### Requirement
Each line below that includes the word "positive" is to be reported.

[Stored records]
=====
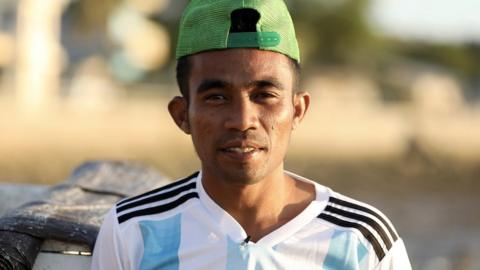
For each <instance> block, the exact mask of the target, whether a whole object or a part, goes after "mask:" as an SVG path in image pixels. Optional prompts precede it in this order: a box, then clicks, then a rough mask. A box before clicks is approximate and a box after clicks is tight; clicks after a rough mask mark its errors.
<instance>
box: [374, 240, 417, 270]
mask: <svg viewBox="0 0 480 270" xmlns="http://www.w3.org/2000/svg"><path fill="white" fill-rule="evenodd" d="M411 269H412V266H411V265H410V260H409V259H408V255H407V250H406V249H405V245H404V244H403V240H402V239H401V238H399V239H397V241H395V243H394V244H393V246H392V248H391V249H390V250H389V251H388V253H387V254H386V255H385V257H384V258H383V259H382V260H381V261H380V262H379V263H378V265H377V267H376V268H375V270H411Z"/></svg>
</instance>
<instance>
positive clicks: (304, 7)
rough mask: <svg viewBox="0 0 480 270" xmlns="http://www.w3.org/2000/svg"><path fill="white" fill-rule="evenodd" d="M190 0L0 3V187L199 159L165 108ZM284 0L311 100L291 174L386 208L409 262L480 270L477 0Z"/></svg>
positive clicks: (301, 127) (478, 23)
=====
### Written answer
positive clicks: (304, 7)
positive clicks: (301, 127) (478, 23)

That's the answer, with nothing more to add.